• [Vos tâches]
(1) Veuillez renvoyer tel quel, dans le texte sur l'École du Barreau, le passage allant de «Une des propositions» jusqu'à «les admissions universitaires.».
(2) D'après le texte sur l'École du Barreau, combien coûte l'admission et combien de temps dure la formation ?

Le 2 mai dernier, alors que la dernière cohorte étudiante de l'École du Barreau du Québec s'apprêtait à amorcer son cycle d'examens finaux, le Jeune Barreau de Montréal (JBM) publiait dans les pages de La Presse trois actions «rapides» visant à «endiguer le flot» d'avocats sur le marché du travail québécois.
Une des propositions centrales du JMB se résume à contingenter les admissions à l'École du Barreau. Point. Cette solution est d'un simplisme tel qu'elle n'en semble tout simplement pas une. Si l'objectif se résume à revoir à la baisse le nombre d'avocates et d'avocats actifs, alors il ne faut pas contingenter à l'École du Barreau, mais bien dès les admissions universitaires.
Soyons clairs, chaque étudiante et étudiant admis dans une Faculté de droit québécoise se doit d'avoir sa place sur les bancs de l'École du Barreau du Québec. Ce n'est là qu'une simple question d'équité. Nous croyons fermement que ce n'est pas au marché de dicter qui peut ou ne peut devenir avocat. Vouloir contingenter l'entrée à l'École du Barreau, c'est oublier que la difficulté de son examen et ses coûts d'admission élevés - plus de 5 000$ pour une formation de quatre mois - sont déjà des outils de contingentement.

(Extraits d'un jeu de données d'étiquetage de points)
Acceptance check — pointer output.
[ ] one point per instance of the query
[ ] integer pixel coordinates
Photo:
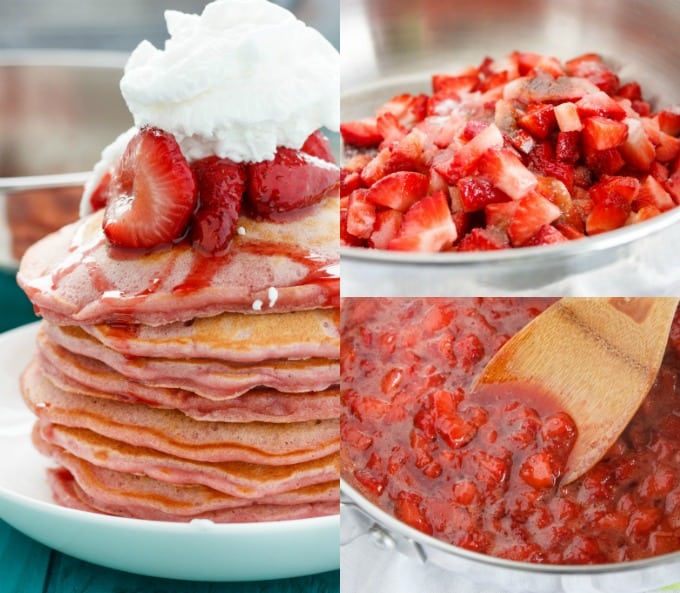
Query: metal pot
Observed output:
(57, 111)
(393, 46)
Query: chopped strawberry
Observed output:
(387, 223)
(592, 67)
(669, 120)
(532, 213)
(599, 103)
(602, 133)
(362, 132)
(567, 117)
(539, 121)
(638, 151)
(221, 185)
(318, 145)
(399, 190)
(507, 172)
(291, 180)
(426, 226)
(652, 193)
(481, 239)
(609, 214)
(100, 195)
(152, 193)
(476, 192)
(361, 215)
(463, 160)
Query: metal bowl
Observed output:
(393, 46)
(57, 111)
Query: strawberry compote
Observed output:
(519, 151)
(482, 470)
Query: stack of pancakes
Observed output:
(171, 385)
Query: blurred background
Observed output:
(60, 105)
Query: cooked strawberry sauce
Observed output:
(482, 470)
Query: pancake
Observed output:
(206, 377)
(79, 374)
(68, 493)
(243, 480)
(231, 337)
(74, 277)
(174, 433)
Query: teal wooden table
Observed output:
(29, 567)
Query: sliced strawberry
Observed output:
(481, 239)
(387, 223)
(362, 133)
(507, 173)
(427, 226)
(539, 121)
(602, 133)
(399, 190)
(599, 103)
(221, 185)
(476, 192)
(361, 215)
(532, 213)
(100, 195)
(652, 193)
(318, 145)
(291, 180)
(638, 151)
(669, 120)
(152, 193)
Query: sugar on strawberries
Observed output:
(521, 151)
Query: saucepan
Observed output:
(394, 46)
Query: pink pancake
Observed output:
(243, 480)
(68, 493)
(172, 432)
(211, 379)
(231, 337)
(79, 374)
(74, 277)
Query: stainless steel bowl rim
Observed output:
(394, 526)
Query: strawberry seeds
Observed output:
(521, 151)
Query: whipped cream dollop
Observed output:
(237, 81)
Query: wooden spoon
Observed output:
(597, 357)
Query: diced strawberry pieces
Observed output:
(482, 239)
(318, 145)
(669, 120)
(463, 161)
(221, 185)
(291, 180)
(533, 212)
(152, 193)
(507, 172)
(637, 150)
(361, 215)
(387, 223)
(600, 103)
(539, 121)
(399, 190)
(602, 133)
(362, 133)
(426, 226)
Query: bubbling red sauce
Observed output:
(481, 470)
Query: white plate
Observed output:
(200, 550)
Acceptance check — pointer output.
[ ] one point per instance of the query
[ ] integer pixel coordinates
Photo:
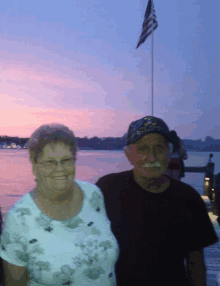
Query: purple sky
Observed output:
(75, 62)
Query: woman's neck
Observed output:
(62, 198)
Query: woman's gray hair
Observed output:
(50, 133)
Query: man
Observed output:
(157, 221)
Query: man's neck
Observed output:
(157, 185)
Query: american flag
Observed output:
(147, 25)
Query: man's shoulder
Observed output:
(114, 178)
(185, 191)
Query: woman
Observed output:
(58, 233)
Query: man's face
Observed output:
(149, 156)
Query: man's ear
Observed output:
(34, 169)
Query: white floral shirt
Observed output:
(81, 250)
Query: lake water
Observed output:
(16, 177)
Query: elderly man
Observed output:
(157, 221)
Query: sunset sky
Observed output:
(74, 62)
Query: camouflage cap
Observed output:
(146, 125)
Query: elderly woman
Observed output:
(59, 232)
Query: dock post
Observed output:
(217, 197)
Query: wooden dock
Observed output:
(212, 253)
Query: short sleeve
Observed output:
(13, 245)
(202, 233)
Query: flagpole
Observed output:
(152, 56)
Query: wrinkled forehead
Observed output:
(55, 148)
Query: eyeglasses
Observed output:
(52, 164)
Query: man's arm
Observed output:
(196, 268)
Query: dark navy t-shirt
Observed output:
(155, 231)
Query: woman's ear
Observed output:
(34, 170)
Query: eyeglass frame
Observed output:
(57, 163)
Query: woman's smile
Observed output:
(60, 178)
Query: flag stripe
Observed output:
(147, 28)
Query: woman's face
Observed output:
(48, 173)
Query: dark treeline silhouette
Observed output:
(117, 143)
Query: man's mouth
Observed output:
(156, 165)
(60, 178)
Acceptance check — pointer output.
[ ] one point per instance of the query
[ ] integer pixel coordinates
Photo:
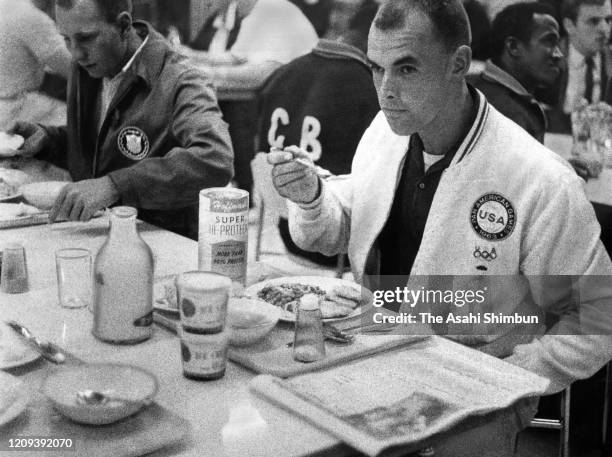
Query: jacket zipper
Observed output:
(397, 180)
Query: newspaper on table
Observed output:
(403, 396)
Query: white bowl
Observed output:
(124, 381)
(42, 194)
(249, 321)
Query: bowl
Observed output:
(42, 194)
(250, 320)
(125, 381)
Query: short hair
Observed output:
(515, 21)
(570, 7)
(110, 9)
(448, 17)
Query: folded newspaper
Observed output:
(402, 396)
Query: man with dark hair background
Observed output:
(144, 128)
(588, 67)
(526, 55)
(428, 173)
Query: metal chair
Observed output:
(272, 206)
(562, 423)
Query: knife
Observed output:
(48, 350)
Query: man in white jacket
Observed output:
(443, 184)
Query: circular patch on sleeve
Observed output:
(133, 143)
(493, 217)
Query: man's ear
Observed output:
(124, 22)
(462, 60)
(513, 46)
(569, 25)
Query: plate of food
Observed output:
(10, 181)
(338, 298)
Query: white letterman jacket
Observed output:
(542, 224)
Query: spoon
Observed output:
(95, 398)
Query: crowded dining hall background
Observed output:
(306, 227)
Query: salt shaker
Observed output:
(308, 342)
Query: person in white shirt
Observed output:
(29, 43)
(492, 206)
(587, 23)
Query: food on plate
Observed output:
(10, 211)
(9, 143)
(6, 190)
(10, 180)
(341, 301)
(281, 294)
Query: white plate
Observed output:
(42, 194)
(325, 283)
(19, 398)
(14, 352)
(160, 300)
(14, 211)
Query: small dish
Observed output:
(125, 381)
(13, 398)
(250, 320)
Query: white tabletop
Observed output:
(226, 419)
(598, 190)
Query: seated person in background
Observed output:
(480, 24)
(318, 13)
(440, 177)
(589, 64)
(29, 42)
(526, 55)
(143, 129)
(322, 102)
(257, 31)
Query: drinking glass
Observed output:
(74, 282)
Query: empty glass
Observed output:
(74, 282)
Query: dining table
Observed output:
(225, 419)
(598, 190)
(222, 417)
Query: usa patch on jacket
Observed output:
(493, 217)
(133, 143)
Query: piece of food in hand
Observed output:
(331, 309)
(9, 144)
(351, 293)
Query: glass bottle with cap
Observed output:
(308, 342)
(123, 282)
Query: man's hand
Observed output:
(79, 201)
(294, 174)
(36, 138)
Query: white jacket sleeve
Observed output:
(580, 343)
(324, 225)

==

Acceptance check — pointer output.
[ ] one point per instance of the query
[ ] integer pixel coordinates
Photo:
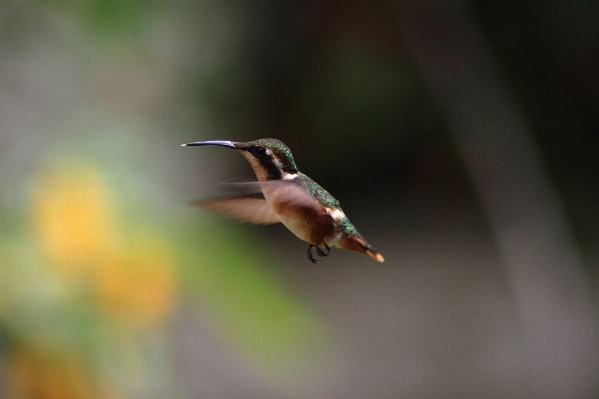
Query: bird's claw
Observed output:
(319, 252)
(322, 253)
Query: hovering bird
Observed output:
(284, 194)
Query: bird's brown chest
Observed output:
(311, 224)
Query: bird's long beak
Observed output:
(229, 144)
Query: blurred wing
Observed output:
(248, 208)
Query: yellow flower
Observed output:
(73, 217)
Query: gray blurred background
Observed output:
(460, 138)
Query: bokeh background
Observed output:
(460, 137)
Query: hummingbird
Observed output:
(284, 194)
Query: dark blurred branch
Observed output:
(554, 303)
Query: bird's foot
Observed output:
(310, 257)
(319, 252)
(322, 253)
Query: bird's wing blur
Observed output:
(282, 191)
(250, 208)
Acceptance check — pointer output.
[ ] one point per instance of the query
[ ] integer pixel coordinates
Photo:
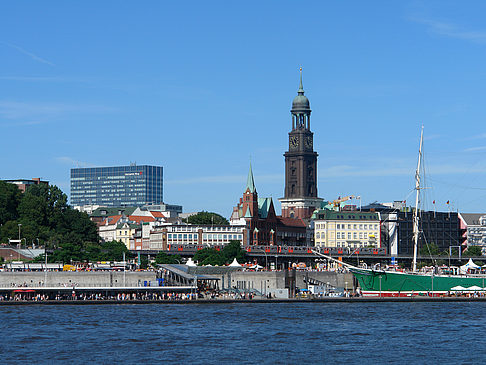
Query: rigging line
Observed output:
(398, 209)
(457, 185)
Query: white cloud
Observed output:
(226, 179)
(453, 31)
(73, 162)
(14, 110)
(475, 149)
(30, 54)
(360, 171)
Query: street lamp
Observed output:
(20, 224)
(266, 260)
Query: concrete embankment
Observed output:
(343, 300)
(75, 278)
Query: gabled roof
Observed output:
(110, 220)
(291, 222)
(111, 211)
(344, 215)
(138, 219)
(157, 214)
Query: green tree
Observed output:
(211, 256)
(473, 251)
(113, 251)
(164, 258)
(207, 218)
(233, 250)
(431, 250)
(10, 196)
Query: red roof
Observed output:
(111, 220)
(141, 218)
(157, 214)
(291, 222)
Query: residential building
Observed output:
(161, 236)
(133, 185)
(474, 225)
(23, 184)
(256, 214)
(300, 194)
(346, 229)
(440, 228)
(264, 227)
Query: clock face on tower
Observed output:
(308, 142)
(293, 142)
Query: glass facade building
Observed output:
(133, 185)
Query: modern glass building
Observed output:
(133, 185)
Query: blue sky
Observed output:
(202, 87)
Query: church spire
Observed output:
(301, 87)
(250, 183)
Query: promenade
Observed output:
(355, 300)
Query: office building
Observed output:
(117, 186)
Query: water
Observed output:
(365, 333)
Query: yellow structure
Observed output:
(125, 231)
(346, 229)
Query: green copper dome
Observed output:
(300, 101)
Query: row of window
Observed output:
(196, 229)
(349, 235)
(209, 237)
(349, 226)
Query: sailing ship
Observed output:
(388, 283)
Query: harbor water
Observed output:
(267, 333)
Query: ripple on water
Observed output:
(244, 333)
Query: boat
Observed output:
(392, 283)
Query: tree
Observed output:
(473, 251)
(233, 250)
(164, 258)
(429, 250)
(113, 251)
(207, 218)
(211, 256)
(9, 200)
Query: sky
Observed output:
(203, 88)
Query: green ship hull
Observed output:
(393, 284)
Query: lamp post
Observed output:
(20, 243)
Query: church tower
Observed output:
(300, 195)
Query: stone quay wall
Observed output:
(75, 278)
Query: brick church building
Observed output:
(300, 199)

• [Réponses]
(1)
Une des propositions centrales du JMB se résume à contingenter les admissions à l'École du Barreau. Point. Cette solution est d'un simplisme tel qu'elle n'en semble tout simplement pas une. Si l'objectif se résume à revoir à la baisse le nombre d'avocates et d'avocats actifs, alors il ne faut pas contingenter à l'École du Barreau, mais bien dès les admissions universitaires.

(2) Plus de 5 000 $ pour une formation de quatre mois.